• _Instructions to follow_:
Return, exactly, the line that contains "TARGET = glasses lens" together with all lines after it to the end of the entries, and no further lines.

Some records
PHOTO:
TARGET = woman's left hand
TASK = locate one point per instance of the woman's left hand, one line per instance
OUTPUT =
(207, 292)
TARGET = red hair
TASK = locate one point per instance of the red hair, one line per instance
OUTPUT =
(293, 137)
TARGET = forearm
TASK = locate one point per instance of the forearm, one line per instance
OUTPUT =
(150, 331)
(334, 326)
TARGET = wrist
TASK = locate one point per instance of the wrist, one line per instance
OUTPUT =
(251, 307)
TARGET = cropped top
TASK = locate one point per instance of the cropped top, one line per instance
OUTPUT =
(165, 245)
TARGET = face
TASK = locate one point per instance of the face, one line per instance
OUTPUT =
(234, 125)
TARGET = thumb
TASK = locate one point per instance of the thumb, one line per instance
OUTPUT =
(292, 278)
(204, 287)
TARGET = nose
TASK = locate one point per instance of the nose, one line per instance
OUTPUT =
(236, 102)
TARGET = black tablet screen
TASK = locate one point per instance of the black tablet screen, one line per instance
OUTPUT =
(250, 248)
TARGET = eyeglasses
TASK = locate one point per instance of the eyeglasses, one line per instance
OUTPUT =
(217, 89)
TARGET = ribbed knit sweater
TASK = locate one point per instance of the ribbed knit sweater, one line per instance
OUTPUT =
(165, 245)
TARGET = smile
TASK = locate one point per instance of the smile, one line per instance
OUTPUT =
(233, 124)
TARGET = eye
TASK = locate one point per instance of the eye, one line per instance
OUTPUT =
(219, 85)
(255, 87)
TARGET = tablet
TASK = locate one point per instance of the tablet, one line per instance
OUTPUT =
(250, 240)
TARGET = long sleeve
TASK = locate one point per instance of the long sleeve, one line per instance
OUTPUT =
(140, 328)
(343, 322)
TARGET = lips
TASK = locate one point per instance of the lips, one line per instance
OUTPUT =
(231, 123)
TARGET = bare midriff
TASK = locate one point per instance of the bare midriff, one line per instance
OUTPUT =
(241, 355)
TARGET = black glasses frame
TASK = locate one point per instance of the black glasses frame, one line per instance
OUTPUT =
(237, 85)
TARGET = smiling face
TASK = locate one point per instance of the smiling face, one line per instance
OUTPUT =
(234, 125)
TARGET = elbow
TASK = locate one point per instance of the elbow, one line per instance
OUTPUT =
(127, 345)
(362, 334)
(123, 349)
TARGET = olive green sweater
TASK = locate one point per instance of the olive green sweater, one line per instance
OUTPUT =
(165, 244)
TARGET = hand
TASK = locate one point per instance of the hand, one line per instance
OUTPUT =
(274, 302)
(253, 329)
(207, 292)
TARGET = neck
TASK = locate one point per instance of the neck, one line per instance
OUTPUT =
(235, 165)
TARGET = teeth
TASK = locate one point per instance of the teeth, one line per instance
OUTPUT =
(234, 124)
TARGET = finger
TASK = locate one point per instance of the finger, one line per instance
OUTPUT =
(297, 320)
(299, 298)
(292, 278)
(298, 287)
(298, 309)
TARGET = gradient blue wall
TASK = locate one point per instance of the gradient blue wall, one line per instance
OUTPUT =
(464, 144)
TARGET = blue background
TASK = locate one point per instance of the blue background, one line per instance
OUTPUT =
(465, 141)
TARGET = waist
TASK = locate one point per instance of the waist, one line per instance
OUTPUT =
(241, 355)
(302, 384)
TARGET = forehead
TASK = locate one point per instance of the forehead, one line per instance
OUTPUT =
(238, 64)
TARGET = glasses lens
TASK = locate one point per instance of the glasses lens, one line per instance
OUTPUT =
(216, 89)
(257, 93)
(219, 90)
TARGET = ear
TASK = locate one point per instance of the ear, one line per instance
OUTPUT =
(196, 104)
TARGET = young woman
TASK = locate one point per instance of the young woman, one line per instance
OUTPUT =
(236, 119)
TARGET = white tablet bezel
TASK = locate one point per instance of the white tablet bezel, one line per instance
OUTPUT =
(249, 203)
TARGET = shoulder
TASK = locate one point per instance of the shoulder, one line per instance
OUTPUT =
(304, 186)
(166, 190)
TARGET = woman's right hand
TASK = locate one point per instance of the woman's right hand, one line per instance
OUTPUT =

• _The completed task_:
TARGET = glasses lens
TASK = locate one point per instance of the glasses lens, one line per instance
OUTPUT =
(216, 89)
(257, 93)
(219, 90)
TARGET = ear
TASK = locate one point per instance of the ear, one line per instance
OUTPUT =
(196, 104)
TARGET = young woman
TASK = locate one point per instance of the young woman, one line per instance
OUTPUT =
(236, 119)
TARGET = white tablet bezel
TASK = locate one point per instance of the white tablet bezel, one line per instance
OUTPUT =
(249, 203)
TARGET = shoulder
TASK = locate one point per instance of the shoulder, one line per instance
OUTPUT =
(304, 186)
(166, 190)
TARGET = woman's right hand
TASK = locate one point per instance of the woman's right hand, one line per instance
OUTPUT =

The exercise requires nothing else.